Copy out, in order and in full, every line in the records below that contains the word "segment".

*Data for this exercise*
•••••
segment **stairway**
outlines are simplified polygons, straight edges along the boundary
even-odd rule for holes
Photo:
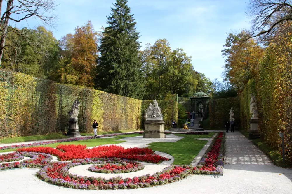
[[[202,127],[199,127],[199,122],[201,121],[201,118],[200,117],[195,116],[195,118],[194,119],[194,126],[193,127],[191,126],[188,126],[189,128],[190,129],[202,129],[203,128]]]

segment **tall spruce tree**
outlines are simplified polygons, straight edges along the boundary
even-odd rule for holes
[[[145,89],[139,33],[127,1],[116,1],[101,38],[96,84],[105,91],[142,99]]]

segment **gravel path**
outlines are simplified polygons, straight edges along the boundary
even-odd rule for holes
[[[97,191],[77,190],[51,185],[35,176],[39,169],[25,168],[0,172],[0,193],[292,193],[292,170],[275,166],[265,154],[239,132],[228,133],[226,138],[226,163],[223,176],[218,178],[211,176],[191,175],[178,182],[154,187]]]

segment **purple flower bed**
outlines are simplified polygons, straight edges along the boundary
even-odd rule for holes
[[[0,164],[0,171],[17,168],[42,168],[50,163],[53,159],[50,154],[43,153],[23,152],[19,154],[22,156],[31,158],[21,162],[16,162]]]
[[[202,158],[196,167],[196,169],[194,169],[193,173],[194,174],[217,174],[223,175],[223,162],[224,160],[224,154],[225,151],[225,133],[223,133],[222,137],[218,137],[219,134],[217,135],[213,140],[212,143],[210,145],[209,148],[206,151],[206,153],[204,154]],[[208,158],[208,154],[212,149],[216,140],[218,138],[222,138],[221,142],[221,146],[220,147],[219,155],[217,158],[217,160],[214,166],[216,169],[214,170],[202,170],[202,167],[206,164],[206,160]],[[208,169],[208,168],[206,168]]]
[[[124,179],[121,177],[117,177],[107,180],[102,177],[78,176],[69,172],[69,168],[82,164],[81,163],[65,164],[54,163],[41,169],[37,173],[36,176],[51,184],[72,188],[116,189],[135,189],[165,184],[184,179],[192,173],[191,169],[187,165],[171,166],[152,175],[148,174]]]
[[[21,144],[21,145],[13,145],[9,146],[3,146],[0,147],[0,150],[4,150],[6,149],[14,149],[15,148],[20,148],[24,147],[33,147],[34,146],[38,146],[44,145],[49,145],[57,143],[62,143],[63,142],[74,142],[76,141],[80,141],[81,140],[91,140],[93,139],[98,139],[102,137],[114,137],[114,136],[117,136],[118,135],[131,135],[132,134],[143,134],[144,133],[143,131],[140,132],[133,132],[131,133],[116,133],[114,134],[110,134],[104,135],[101,135],[98,137],[79,137],[78,138],[70,138],[69,139],[65,139],[64,140],[56,140],[55,141],[48,141],[46,142],[39,142],[38,143],[34,143],[32,144]]]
•••••
*Result*
segment **stairway**
segment **tall spruce tree**
segment **gravel path**
segment **purple flower bed**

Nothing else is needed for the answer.